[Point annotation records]
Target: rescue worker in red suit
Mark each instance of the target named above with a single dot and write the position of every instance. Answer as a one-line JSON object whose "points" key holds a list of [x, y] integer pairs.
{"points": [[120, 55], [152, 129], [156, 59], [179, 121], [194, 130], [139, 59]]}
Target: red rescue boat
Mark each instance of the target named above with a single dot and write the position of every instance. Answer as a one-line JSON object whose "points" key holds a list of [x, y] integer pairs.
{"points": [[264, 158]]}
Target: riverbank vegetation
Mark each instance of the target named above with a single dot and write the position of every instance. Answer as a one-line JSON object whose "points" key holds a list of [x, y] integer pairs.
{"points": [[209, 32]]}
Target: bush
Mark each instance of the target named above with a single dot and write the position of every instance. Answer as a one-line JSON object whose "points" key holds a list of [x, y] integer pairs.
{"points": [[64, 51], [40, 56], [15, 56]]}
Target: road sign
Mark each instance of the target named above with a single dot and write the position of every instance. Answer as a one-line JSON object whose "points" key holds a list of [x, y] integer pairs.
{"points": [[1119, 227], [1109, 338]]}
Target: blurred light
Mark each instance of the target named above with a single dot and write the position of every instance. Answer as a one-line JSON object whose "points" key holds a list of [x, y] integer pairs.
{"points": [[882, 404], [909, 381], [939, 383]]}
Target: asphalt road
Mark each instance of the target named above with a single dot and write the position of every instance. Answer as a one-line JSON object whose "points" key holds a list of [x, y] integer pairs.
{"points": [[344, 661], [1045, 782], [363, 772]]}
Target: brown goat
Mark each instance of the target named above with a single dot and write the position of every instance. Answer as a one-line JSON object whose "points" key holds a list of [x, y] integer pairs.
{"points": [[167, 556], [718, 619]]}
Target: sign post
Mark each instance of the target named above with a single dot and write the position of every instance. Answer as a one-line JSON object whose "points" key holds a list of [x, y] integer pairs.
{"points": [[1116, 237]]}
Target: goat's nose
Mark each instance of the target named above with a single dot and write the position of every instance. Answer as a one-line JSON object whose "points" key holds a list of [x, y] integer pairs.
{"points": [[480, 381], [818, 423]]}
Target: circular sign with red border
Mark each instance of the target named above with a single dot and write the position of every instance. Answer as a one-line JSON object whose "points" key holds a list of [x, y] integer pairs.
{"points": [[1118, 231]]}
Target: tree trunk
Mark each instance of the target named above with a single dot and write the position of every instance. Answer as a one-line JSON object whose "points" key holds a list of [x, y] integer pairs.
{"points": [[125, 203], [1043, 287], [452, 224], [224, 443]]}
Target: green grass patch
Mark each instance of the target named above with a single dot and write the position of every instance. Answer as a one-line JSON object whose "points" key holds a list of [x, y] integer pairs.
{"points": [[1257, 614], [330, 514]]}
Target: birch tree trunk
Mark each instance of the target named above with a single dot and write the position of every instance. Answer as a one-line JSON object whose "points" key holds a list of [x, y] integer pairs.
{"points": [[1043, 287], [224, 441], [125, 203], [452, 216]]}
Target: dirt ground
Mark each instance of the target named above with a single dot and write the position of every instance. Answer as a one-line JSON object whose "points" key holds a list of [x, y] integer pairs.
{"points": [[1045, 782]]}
==
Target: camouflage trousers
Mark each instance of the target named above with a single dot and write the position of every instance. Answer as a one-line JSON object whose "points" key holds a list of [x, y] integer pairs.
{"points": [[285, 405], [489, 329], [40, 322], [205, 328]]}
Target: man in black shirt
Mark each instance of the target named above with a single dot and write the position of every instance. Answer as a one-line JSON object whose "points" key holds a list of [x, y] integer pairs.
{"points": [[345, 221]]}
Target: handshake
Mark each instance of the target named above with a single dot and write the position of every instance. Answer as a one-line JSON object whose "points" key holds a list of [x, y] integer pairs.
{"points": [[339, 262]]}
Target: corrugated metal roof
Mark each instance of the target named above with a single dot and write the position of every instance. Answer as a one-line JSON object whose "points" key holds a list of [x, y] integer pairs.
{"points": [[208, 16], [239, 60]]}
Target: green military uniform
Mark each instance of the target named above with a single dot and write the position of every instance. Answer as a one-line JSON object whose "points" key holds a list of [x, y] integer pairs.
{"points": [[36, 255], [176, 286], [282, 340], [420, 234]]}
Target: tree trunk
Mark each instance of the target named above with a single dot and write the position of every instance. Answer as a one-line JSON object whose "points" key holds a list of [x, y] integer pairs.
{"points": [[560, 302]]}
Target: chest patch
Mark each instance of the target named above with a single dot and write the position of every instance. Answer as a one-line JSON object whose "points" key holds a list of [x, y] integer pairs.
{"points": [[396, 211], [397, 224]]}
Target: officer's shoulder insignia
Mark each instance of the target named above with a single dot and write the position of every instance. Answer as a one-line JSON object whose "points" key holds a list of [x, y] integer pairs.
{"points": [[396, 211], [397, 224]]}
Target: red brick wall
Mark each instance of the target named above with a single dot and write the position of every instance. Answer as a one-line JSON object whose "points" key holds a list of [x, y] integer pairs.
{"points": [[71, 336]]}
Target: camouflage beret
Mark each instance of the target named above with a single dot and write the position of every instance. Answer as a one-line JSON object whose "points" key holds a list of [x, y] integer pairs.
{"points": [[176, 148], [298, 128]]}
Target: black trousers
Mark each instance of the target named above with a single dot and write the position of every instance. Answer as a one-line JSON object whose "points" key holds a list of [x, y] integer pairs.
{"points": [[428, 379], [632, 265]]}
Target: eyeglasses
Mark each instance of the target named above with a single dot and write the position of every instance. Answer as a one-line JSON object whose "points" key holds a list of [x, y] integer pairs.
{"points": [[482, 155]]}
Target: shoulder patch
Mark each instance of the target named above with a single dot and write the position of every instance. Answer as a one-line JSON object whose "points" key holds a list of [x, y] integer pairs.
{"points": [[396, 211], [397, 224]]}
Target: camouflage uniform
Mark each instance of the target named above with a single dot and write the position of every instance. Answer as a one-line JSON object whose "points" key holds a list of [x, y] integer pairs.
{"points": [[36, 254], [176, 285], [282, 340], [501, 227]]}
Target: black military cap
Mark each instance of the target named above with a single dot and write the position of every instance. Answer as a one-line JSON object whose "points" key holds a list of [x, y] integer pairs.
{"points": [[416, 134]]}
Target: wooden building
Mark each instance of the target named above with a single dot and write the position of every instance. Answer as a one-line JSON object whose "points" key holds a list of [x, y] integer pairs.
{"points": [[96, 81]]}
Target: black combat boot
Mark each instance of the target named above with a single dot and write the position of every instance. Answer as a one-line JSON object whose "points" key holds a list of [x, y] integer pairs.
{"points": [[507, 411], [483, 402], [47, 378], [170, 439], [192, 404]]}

JOB.
Could you gather every line above that contains the string "goat"? Matching is case-sensitive.

ANSWER FOR THE TASK.
Target: brown goat
Target: goat's nose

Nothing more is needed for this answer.